(Stated task) Every line below should be repeated exactly.

::: Material provided :::

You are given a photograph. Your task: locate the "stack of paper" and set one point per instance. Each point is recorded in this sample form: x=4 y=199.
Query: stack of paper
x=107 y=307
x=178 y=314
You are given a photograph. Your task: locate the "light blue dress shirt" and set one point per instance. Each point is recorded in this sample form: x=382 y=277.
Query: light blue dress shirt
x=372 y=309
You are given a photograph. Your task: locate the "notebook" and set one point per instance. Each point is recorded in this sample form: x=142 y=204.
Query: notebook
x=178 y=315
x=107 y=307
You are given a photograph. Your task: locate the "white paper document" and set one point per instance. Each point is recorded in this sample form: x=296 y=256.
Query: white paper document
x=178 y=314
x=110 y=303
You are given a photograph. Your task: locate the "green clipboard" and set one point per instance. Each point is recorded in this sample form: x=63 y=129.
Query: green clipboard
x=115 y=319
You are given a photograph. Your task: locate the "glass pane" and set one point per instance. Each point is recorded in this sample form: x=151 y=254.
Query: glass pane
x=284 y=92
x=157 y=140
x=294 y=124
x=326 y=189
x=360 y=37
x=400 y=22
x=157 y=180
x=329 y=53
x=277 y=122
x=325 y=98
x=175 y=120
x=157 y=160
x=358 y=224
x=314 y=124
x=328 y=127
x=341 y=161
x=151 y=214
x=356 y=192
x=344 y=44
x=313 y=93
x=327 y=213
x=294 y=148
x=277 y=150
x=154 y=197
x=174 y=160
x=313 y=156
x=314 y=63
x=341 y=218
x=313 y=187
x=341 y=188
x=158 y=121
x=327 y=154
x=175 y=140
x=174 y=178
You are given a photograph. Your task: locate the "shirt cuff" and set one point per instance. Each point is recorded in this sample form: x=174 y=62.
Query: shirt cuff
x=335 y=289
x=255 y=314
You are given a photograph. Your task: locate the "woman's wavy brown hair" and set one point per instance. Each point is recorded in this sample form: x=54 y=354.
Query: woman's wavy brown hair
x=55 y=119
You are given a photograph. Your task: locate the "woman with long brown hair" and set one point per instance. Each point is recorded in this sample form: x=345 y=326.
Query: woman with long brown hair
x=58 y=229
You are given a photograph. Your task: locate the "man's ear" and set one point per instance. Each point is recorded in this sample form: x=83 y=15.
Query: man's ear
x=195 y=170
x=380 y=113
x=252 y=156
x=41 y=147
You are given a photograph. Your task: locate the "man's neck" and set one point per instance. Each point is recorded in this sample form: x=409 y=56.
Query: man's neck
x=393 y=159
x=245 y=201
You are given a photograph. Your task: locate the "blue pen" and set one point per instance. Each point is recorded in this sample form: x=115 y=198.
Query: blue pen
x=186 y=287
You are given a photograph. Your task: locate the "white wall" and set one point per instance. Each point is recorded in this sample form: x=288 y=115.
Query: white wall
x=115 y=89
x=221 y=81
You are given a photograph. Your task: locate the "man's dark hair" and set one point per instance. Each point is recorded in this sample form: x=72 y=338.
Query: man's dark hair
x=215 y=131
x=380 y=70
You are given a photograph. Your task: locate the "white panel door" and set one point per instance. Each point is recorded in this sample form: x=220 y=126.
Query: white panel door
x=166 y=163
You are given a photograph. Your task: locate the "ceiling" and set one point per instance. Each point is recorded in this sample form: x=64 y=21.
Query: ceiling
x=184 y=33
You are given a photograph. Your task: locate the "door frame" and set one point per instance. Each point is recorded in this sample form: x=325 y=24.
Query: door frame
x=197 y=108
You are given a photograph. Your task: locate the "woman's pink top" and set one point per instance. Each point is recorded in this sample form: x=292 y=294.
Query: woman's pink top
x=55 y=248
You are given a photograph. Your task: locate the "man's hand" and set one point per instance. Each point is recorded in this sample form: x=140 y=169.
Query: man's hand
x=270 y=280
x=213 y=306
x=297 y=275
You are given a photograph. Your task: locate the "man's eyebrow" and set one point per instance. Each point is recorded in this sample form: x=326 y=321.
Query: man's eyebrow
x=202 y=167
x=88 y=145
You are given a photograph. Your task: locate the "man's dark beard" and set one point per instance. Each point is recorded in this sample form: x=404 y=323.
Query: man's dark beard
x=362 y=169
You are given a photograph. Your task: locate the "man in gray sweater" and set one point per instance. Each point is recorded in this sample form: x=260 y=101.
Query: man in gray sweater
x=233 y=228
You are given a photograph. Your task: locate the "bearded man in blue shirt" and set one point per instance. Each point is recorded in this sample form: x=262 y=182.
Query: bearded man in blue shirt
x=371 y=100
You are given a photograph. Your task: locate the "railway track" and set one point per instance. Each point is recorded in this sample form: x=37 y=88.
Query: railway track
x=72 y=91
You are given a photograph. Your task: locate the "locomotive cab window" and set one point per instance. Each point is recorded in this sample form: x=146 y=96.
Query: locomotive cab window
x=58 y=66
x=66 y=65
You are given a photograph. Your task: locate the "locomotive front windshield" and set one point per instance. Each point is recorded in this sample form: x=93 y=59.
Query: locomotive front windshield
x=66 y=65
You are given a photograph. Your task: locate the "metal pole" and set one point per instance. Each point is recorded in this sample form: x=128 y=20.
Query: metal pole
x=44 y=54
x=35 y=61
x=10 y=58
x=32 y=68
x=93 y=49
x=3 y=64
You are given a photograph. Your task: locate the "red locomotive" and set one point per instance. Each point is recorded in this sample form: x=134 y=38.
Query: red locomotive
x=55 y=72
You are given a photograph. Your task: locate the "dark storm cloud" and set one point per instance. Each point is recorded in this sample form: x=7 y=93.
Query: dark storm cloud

:::

(Finished task)
You are given a photograph. Your task: locate the "stack of paper" and set one point per instance. Each point is recorded in this sample form: x=4 y=199.
Query: stack of paper
x=107 y=307
x=178 y=314
You are given a photograph. Your task: locate the "light blue dress shirt" and set one point per instance. Each point is recorded in this sample form: x=382 y=277.
Query: light blue dress shirt
x=372 y=309
You are given a photograph. Your task: locate the "notebook" and set one point per instance. Each point is recorded in this sample form: x=142 y=204.
Query: notebook
x=178 y=315
x=107 y=307
You are given a photograph. Your task: locate the "white paper document" and set one point per instance. Each point is recorded in this sample form: x=296 y=256.
Query: white paper document
x=178 y=314
x=110 y=303
You are given a photograph. Your task: locate the "green clipboard" and set one point per instance. Each point is recorded in this sample form: x=63 y=129.
Query: green clipboard
x=115 y=319
You are given a photograph. Your task: locate the "glass pane" and set one point per instance. Each point is recorded in this sample form: x=151 y=254.
Query: glass pane
x=284 y=92
x=157 y=140
x=294 y=124
x=326 y=189
x=360 y=37
x=400 y=22
x=157 y=180
x=329 y=53
x=277 y=122
x=325 y=98
x=175 y=120
x=157 y=160
x=358 y=224
x=314 y=124
x=328 y=127
x=341 y=161
x=151 y=214
x=356 y=192
x=344 y=44
x=313 y=93
x=327 y=213
x=294 y=148
x=277 y=150
x=154 y=197
x=174 y=160
x=313 y=156
x=314 y=63
x=341 y=218
x=313 y=187
x=341 y=188
x=158 y=121
x=327 y=154
x=175 y=140
x=174 y=178
You are given a photograph. Your task: locate the "shirt cuff" and set one point per instance. Each point is recorded in this sample form: x=174 y=62.
Query: shirt cuff
x=335 y=289
x=255 y=314
You are given a photograph. Your task: locate the "woman's wavy brown hair" and set one point per instance. Each point is recorded in this sample form: x=54 y=354.
Query: woman's wavy brown hair
x=55 y=119
You are given a photograph. Your task: locate the "woman with long brown hair" and set one point per instance. Each point is recorded in this sample form: x=345 y=326.
Query: woman with long brown hair
x=58 y=229
You are given a photograph. Your task: locate the "man's ear" and set one point per instance. Each point is recorded in this sample form: x=83 y=15.
Query: man's ear
x=195 y=170
x=380 y=113
x=252 y=156
x=41 y=147
You are given a photograph. Your task: locate the "man's neck" and set one point per instance. Each point is recorded in this sample form: x=409 y=56.
Query: man's neck
x=393 y=159
x=245 y=201
You are given a photograph. Your task: locate the "blue pen" and set one point per instance. Each point is recorded in this sample form: x=115 y=198.
Query: blue pen
x=186 y=287
You are given a photograph. Your task: locate the "white wall" and set one point per instance. Each point is recorded in this sample form: x=288 y=115.
Query: white wall
x=115 y=89
x=221 y=81
You are given a photograph. Your task: locate the "man's dark hair" and set one point per instance. Each point is recorded in this sample form: x=72 y=338.
Query: man's dark hair
x=215 y=131
x=380 y=70
You are given a photograph. Your task: locate the "white panel door" and set one point per instance. Each point is recorded in this sample form: x=220 y=126.
Query: white panel door
x=166 y=163
You are given a photograph. Your task: locate the "ceiling" and set one point per instance. Each point is recorded in this sample form: x=64 y=21.
Query: ceiling
x=184 y=33
You are given a photograph. Your task: locate the "door frame" and set one point per instance. Each point is recorded in this sample form: x=325 y=24.
Query: door frame
x=197 y=108
You are given a photograph. Your task: locate the "woman's pink top" and set one point per instance. Each point is recorded in this sample form: x=292 y=294.
Query: woman's pink top
x=55 y=248
You are given a photograph. Your task: locate the "man's hand" and set one point per instance. Each point is recorded in this sample form: x=140 y=169.
Query: man's hand
x=270 y=280
x=213 y=306
x=297 y=275
You are given a photograph. Your task: locate the "man's eyebrow" and set one point per instance. Each point is recorded in this sample form: x=326 y=321.
Query: man's eyebrow
x=202 y=167
x=88 y=145
You are given a photograph. Your task: locate the "man's dark beard" and set one point per instance. Each point is recorded in this sample form: x=404 y=323.
Query: man's dark beard
x=362 y=169
You are given a photograph. Your task: locate the "man in gray sweater" and set one point per instance. Each point is recorded in this sample form: x=260 y=101.
Query: man in gray sweater
x=233 y=228
You are given a photograph. Your task: locate the "bearded man in blue shirt" and set one point per instance. Each point is recorded in this sample form: x=262 y=182.
Query: bearded man in blue shirt
x=371 y=100
You are given a photograph. Your task: locate the "railway track" and set one point per instance. Each point is recorded in this sample form: x=37 y=88.
Query: railway track
x=72 y=91
You are given a photograph. Your task: locate the "locomotive cab window" and set one point per instance. Each point is recorded in this sample form: x=146 y=96.
Query: locomotive cab window
x=58 y=66
x=66 y=65
You are given a photograph. Your task: locate the "locomotive front windshield" and set one point per instance. Each point is recorded in this sample form: x=93 y=59.
Query: locomotive front windshield
x=66 y=65
You are given a photograph. Your task: locate the "metal pole" and set one point per instance. Each point is recorded in this sample form: x=128 y=20.
Query: metal pole
x=44 y=54
x=35 y=61
x=10 y=58
x=32 y=68
x=93 y=49
x=3 y=64
You are given a photograph. Your task: locate the "red locomotive" and set one point per instance. Each point is recorded in this sample form: x=134 y=38.
Query: red locomotive
x=55 y=72
You are given a photograph. Your task: locate the "dark storm cloud" and set one point per instance. Each point is recorded in this sample form: x=7 y=93.
Query: dark storm cloud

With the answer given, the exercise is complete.